#### Description of the task:
Return the listing below line for line, with every word and coordinate unchanged.

#### Position annotation records:

※

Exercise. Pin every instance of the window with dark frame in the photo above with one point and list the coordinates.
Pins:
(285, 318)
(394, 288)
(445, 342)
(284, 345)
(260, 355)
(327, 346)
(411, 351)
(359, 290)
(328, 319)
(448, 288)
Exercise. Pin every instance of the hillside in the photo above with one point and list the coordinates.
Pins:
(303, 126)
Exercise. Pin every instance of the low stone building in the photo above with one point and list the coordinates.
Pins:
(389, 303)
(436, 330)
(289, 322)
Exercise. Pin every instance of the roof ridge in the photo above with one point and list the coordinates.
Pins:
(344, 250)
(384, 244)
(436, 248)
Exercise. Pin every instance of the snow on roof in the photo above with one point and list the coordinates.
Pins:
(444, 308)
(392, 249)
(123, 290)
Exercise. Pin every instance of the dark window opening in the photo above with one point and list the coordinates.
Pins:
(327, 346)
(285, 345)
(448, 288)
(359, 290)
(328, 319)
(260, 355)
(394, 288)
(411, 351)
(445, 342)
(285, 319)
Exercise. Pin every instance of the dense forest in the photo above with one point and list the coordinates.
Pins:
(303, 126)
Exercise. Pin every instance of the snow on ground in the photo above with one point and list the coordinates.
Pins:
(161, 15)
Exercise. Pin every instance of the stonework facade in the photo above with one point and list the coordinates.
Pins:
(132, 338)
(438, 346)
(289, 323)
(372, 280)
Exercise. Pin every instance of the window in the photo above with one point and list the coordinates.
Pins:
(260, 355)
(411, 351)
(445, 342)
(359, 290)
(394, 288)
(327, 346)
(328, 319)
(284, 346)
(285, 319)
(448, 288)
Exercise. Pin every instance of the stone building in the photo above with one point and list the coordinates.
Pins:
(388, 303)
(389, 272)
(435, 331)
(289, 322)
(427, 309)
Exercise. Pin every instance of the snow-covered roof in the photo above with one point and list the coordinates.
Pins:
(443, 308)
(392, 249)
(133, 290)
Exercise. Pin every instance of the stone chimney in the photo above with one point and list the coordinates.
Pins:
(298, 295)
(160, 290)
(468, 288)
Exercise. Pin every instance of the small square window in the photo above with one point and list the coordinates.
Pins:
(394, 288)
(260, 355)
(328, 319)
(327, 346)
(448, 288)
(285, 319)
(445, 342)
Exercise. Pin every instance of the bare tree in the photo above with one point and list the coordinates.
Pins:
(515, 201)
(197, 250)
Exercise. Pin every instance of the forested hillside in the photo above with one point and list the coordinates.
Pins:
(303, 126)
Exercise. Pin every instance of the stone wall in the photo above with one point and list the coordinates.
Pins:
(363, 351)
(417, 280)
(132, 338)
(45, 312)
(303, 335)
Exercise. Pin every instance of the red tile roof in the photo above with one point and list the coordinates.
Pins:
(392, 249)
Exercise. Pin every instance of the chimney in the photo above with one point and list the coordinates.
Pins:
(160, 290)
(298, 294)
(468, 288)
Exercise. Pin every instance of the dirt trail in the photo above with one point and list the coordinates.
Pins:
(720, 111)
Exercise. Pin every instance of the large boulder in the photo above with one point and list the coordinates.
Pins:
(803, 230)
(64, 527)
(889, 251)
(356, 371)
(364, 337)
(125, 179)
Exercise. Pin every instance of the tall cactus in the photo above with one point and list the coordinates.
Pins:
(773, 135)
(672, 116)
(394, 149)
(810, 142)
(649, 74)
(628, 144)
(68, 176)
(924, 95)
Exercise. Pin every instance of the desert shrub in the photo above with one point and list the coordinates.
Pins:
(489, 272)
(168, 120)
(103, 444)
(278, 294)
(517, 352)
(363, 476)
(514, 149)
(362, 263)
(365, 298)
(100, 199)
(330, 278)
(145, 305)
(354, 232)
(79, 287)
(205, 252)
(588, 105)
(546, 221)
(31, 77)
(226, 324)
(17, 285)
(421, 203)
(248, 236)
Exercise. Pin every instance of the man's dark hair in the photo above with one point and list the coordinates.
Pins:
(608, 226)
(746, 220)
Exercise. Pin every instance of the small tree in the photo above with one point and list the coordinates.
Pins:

※

#### Response to the task:
Exercise. Pin every instance of the window with dark frame in the photo above with one point and list the coordinates.
Pins:
(285, 318)
(394, 288)
(445, 342)
(284, 345)
(260, 355)
(327, 346)
(411, 351)
(359, 290)
(328, 319)
(448, 288)
Exercise. Pin every instance of the hillside in the photo above with one point and list the coordinates.
Pins:
(303, 126)
Exercise. Pin every instance of the low stone building in the photo above with one point and list the coordinates.
Pins:
(389, 303)
(436, 330)
(289, 322)
Exercise. Pin every instance of the roof ridge in the photo above with one point and list the coordinates.
Pins:
(344, 250)
(384, 244)
(436, 248)
Exercise. Pin every instance of the snow on roof in the photo above with one point and list the coordinates.
Pins:
(444, 308)
(392, 249)
(123, 290)
Exercise. Pin every instance of the dark window opening in the photo above with one point and list the coordinates.
Pins:
(327, 346)
(285, 345)
(448, 288)
(359, 290)
(328, 319)
(260, 355)
(394, 288)
(411, 351)
(445, 342)
(285, 319)
Exercise. Pin every instance of the dense forest in the photo above with one point and list the coordinates.
Pins:
(303, 126)
Exercise. Pin every instance of the snow on ground in the photo above with one point and list the coordinates.
Pins:
(161, 15)
Exercise. Pin every instance of the stonework facade in the photo above with one point and list the coordinates.
Pins:
(132, 338)
(438, 346)
(289, 323)
(372, 280)
Exercise. Pin every instance of the window in the photo above with one point and list the coordinates.
Pins:
(260, 355)
(411, 351)
(445, 342)
(359, 290)
(394, 288)
(327, 346)
(328, 319)
(284, 346)
(285, 319)
(448, 288)
Exercise. Pin every instance of the stone building in the photo above with one point and list the coordinates.
Pins:
(388, 303)
(389, 272)
(435, 331)
(289, 322)
(427, 309)
Exercise. Pin every instance of the snow-covered roof in the photo above with one point and list the coordinates.
Pins:
(443, 308)
(392, 249)
(133, 290)
Exercise. Pin every instance of the stone chimney in the photo above with one point and list the coordinates.
Pins:
(298, 295)
(160, 290)
(468, 288)
Exercise. Pin every instance of the small square window in the photo above with one point and list the coordinates.
Pins:
(394, 288)
(260, 355)
(328, 319)
(327, 346)
(448, 288)
(285, 319)
(445, 342)
Exercise. Pin every instance of the bare tree in the photo above with one point and list the coordinates.
Pins:
(515, 201)
(197, 250)
Exercise. Pin every instance of the forested hillside in the photo above with one point and list the coordinates.
Pins:
(303, 126)
Exercise. Pin every instance of the stone wall in the photo above with one point and list the coordinates.
Pins:
(363, 351)
(417, 280)
(132, 338)
(45, 312)
(303, 335)
Exercise. Pin every instance of the red tile roof in the photo above with one point and list the coordinates.
Pins:
(392, 249)
Exercise. Pin every instance of the chimney in the photo above with one point and list the coordinates.
Pins:
(160, 290)
(298, 294)
(468, 288)
Exercise. Pin every instance of the dirt trail in the photo above with one point and list the coordinates.
Pins:
(720, 111)
Exercise. Pin every instance of the large boulder in the photo above with one point and list the coordinates.
Pins:
(803, 230)
(64, 527)
(889, 251)
(356, 371)
(364, 337)
(125, 179)
Exercise. Pin every instance of the tall cactus in the photo above with one point and list the coordinates.
Pins:
(773, 135)
(672, 116)
(394, 149)
(810, 142)
(649, 74)
(628, 144)
(68, 176)
(924, 95)
Exercise. Pin every instance of the desert shrub in the photo above with one point and list the coordinates.
Pins:
(489, 272)
(168, 120)
(103, 444)
(278, 294)
(517, 352)
(363, 476)
(514, 149)
(362, 263)
(365, 298)
(100, 199)
(330, 278)
(145, 305)
(354, 232)
(79, 287)
(205, 252)
(588, 105)
(546, 221)
(31, 77)
(226, 324)
(17, 285)
(421, 203)
(248, 236)
Exercise. Pin every instance of the man's dark hair in the photo above with one point and list the coordinates.
Pins:
(608, 226)
(746, 220)
Exercise. Pin every instance of the small tree in the photo above with one point and list the coordinates.
Pins:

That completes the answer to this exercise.